§ Extract
Content starts
We Solve Murders: The Start of a New Series?

 

 


 

We Solve Murders (2024)

By Richard Osman

Viking, 381 pages.

★★★★

 

If you’ve been a fan of the Thursday Murder Club novels of Richard Osman, his We Solve Murders has all the earmarks of being the kickoff of a new series. If it is indeed the start—and let’s face it the Murder Club cast is aging out, as it were—you will need to adjust to the fact that thus far the new cast isn’t as adorable as the old one yet. But don’t despair, there’s still a lot of British eccentricity on the pages.

 

Steve Wheeler is a retired cop in Axley whose sole ambition is to wear his vintage rock shirts and loaf away his days. Axley is an invented English village that represents a safe retreat for Wheeler. Steve’s wife Debbie was killed in a train crash years ago, but he still “talks” to her every night. Axley also represents self-imposed isolation. Steve is still in his 50s, but his “activities” are limited to arguing with his pub mates over road routes and taking part in quiz games. His daughter-in-law Amy tries her best to persuade Steve to expand his interests, but he’s not buying it. She runs her own personal protection business to get out of the house because hubby Adam is away on business a lot. Don’t think desk job. Amy is a 5’6” dynamo and woe betide anyone who thinks she’s a pushover. They can contemplate what wrong from a hospital bed! As it happens, Amy and Steve are best buddies, even though she’s all action and he’s trying to be no-action. Amy loves her husband, but neither she nor Steve are cut out for Adam’s business world.
Content ends
§ Task requirements
**1.** Please quote the book review word for word, starting at "If you’ve been" and ending at "on the pages.".
**2.** According to the book review, why does Amy run her own personal protection business? Answer in one to three sentences.
**3.** Carry on the book review from its final sentence.

§ Extracted entries
Content starts
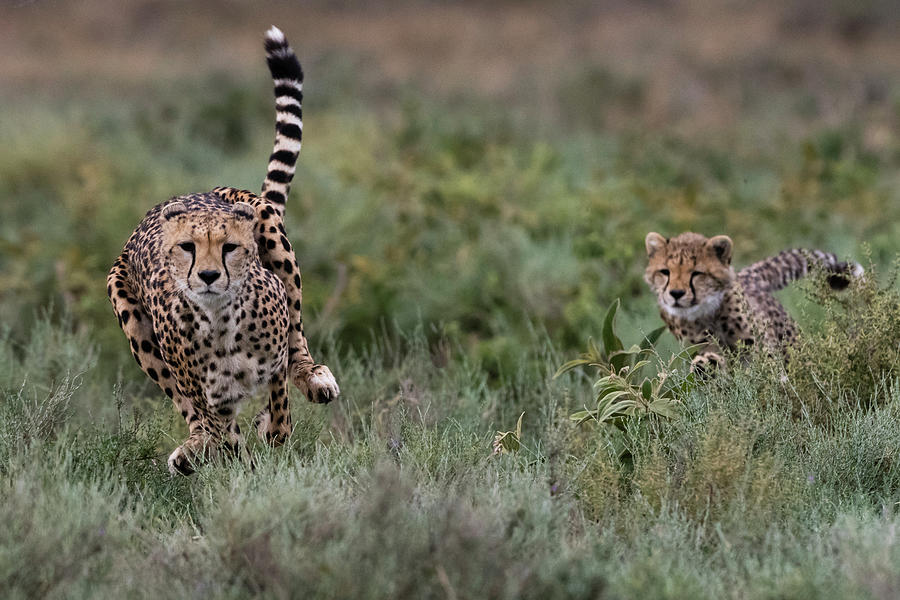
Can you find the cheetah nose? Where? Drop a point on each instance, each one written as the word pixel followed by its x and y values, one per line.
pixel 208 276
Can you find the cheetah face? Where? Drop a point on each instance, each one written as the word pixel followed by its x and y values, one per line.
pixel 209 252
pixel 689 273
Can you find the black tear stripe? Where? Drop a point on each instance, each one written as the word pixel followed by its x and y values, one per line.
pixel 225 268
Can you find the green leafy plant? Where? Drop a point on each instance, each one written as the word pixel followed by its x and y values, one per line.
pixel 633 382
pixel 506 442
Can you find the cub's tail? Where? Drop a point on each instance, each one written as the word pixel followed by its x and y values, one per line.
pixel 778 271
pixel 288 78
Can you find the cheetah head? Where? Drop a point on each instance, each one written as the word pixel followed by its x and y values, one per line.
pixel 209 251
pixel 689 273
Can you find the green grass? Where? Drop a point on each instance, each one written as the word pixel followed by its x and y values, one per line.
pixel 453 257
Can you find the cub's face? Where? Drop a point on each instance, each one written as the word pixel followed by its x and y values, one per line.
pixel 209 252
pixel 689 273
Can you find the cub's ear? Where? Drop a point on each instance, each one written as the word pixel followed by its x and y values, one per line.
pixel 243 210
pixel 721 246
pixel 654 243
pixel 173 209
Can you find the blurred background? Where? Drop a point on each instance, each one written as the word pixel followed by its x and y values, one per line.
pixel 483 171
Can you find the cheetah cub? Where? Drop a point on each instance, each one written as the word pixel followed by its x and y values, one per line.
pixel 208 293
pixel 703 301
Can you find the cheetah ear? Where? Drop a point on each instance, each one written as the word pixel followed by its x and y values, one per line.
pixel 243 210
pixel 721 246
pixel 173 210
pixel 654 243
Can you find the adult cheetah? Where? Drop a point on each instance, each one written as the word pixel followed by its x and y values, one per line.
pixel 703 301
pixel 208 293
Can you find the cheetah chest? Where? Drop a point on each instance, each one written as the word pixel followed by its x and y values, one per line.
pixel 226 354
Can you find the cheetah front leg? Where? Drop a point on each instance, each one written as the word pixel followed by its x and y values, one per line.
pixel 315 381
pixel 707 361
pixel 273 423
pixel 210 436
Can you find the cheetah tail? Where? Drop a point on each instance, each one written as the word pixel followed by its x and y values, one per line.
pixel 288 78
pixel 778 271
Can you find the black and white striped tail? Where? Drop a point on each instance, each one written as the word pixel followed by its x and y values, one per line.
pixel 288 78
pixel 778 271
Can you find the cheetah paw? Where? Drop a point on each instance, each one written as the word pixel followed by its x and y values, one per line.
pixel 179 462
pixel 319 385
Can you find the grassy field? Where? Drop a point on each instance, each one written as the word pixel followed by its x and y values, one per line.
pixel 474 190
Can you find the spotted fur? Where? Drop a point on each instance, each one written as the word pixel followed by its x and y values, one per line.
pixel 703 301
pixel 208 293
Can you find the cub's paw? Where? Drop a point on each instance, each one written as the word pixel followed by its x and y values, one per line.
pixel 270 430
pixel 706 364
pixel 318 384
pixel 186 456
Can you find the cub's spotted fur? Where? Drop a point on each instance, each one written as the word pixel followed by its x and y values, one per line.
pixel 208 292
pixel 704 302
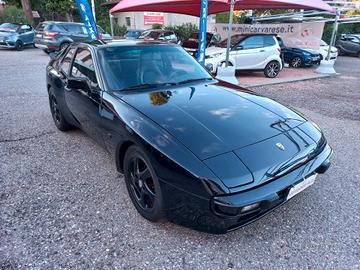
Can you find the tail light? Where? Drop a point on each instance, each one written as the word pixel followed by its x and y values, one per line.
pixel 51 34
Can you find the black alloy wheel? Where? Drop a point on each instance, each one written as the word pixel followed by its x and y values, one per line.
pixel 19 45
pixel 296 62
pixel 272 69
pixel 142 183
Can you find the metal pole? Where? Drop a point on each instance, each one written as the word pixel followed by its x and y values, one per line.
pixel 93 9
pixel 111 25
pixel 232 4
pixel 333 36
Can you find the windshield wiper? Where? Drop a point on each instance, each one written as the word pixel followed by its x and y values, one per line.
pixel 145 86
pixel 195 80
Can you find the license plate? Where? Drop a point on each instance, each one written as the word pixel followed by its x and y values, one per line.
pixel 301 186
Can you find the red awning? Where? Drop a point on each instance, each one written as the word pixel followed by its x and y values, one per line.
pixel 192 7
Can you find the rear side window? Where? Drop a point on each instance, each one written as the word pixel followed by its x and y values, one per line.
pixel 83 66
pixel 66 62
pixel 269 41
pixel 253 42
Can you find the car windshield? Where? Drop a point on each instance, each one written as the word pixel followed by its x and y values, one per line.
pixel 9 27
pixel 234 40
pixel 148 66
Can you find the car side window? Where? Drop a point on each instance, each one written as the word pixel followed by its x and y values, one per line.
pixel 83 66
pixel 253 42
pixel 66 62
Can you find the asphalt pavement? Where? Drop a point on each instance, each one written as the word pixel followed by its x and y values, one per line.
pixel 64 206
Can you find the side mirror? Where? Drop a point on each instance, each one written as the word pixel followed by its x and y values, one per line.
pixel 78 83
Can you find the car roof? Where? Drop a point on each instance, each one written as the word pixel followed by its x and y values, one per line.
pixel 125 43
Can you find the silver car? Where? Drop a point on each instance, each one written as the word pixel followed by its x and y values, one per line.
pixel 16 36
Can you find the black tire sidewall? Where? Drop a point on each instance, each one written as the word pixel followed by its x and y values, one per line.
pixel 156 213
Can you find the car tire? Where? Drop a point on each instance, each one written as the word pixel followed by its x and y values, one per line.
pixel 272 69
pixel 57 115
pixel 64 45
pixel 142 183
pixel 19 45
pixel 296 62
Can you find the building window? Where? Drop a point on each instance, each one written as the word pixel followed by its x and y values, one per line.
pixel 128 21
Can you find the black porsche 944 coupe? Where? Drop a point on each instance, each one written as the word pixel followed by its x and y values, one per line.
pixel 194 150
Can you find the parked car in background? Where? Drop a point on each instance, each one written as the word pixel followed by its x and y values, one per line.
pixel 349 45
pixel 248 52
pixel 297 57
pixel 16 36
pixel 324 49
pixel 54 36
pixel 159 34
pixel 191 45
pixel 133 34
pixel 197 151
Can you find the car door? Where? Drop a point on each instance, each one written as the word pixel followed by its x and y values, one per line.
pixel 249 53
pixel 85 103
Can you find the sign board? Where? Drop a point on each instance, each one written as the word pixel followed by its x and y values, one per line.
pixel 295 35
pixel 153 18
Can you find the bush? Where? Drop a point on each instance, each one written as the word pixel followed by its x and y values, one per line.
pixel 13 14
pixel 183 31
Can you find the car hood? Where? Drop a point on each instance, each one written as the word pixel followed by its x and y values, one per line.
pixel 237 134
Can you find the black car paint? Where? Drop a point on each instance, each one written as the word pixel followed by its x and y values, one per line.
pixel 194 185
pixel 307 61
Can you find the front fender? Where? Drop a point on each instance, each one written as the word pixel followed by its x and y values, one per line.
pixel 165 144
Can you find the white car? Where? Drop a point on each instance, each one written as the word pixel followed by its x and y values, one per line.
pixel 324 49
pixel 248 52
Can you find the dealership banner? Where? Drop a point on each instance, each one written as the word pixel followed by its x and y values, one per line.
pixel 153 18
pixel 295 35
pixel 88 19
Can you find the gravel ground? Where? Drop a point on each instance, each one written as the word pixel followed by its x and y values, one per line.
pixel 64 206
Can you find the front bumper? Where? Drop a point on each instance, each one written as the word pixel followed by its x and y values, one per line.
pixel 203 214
Content ends
Content starts
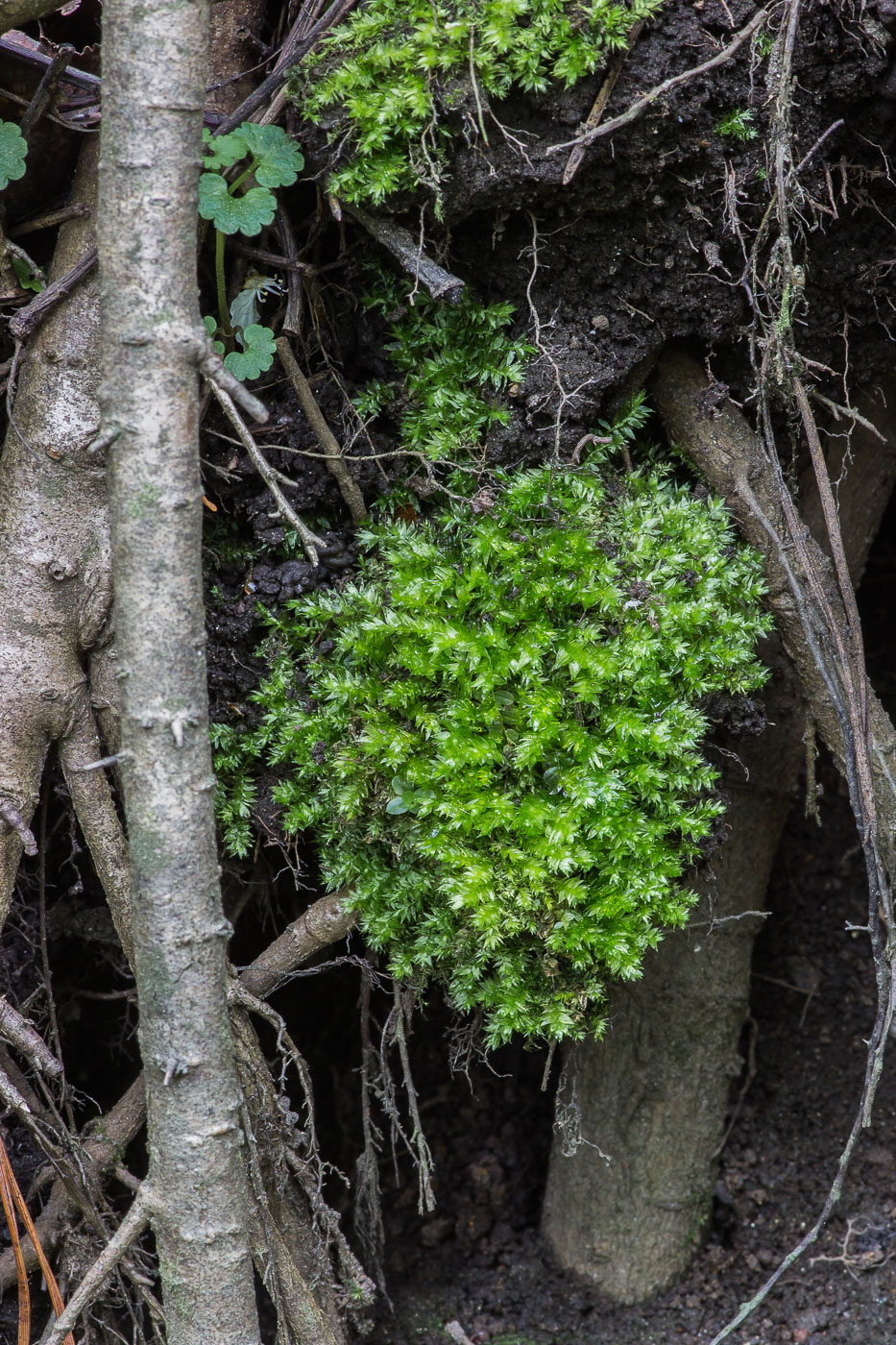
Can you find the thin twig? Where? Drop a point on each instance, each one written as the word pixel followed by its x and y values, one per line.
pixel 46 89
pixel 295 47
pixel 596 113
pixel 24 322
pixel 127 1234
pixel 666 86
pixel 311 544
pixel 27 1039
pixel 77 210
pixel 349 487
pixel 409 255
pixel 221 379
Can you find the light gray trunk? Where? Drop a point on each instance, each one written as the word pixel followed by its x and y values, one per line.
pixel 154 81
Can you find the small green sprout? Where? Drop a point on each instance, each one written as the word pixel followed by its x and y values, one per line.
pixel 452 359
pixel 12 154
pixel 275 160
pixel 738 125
Content ends
Content starts
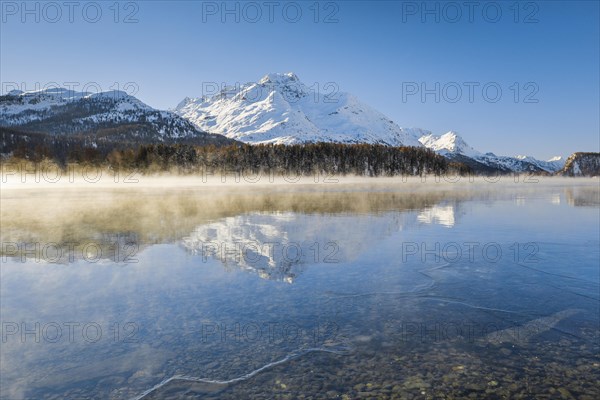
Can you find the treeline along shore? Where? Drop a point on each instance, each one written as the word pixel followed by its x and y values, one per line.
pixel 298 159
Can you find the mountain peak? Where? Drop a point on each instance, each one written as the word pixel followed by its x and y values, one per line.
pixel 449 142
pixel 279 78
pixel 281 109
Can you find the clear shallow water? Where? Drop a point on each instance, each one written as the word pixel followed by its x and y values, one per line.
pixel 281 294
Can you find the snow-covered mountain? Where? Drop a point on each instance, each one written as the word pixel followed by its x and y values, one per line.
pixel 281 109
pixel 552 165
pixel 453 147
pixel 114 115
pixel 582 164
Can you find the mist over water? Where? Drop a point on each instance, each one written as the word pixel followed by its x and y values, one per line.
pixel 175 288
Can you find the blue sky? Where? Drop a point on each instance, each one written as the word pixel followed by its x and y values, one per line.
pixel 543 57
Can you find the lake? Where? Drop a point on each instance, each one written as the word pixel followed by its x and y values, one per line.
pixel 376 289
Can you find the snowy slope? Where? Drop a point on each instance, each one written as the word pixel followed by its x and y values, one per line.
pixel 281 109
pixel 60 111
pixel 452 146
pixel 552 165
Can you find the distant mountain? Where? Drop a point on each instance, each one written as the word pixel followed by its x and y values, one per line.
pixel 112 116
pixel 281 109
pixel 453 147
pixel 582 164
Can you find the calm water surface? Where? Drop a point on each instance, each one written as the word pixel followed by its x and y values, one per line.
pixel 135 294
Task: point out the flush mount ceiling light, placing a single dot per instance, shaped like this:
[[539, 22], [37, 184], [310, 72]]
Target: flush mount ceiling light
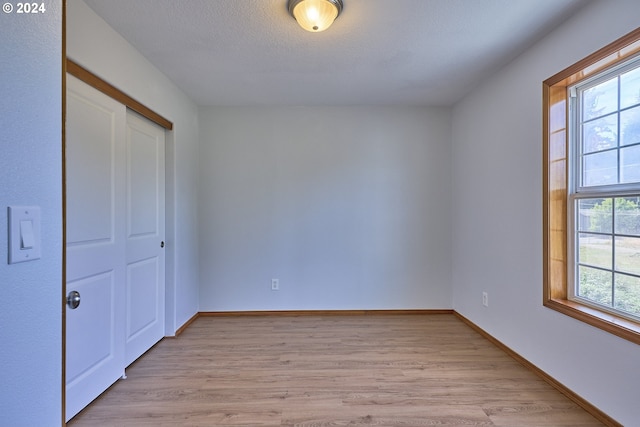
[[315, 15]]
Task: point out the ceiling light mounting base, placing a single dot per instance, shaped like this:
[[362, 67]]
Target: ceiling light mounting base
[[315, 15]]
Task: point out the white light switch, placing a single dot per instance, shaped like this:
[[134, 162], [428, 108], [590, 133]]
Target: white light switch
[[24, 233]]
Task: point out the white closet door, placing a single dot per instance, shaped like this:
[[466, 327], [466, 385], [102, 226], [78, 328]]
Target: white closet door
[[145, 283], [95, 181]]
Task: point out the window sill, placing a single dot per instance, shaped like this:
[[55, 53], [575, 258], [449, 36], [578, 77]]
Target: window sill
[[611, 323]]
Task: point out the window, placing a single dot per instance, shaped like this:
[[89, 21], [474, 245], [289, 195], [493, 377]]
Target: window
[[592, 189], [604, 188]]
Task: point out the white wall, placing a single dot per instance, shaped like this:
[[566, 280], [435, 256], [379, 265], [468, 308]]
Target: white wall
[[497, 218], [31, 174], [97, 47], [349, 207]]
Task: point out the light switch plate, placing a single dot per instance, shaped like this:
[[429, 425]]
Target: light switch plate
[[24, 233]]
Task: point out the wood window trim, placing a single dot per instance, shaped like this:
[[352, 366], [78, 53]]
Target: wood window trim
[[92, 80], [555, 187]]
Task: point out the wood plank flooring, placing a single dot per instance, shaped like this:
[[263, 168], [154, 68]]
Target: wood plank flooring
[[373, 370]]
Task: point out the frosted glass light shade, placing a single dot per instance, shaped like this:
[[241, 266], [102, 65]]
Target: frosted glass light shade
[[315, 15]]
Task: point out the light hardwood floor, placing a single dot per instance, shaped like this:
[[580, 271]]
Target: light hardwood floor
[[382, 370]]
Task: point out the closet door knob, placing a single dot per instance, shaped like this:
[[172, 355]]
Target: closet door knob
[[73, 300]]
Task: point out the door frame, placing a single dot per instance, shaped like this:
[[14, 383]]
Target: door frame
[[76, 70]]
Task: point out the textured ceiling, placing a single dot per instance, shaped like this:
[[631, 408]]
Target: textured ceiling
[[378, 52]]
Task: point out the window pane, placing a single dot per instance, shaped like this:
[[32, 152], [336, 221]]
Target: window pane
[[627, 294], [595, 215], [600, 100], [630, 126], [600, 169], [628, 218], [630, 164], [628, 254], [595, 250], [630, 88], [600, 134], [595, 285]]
Content ends
§ List of answers
**1.**
If you’ve been a fan of the Thursday Murder Club novels of Richard Osman, his We Solve Murders has all the earmarks of being the kickoff of a new series. If it is indeed the start—and let’s face it the Murder Club cast is aging out, as it were—you will need to adjust to the fact that thus far the new cast isn’t as adorable as the old one yet. But don’t despair, there’s still a lot of British eccentricity on the pages.

**2.** Amy runs the business to get out of the house. Her husband Adam is away on business a lot.

**3.**
 

Enter Rosie D’Antonio, a famous author living off her reputation. She is classic fading diva who puts the moves on everyone she meets. She has the feeling she is being stalked and hires Amy to investigate and protect her. Amy is reluctant to take the job because she thinks Rosie is imagining things. Maybe. Maybe not. Osman brings us up to the moment with characters using ChatGPT for various reasons.

 

Francois Loubert uses ChatGPT to send impersonal emails because it is hard to trace his IP address and it leaves very few clues of his real identity. As a money smuggler, he has reasons to be incognito. ChatGPT is hard to crack, but not impossible. As Amy investigates, she gets close enough that Loubert or a mysterious “Joe Blow” hires assassins to eliminate her. That’s easier to imagine than to accomplish, but she takes enough lumps that Steve is convinced to join the investigation. After all, he’s much closer to her than he is to his son Adam.  The botched hits are amusing, even when they are gruesome failures.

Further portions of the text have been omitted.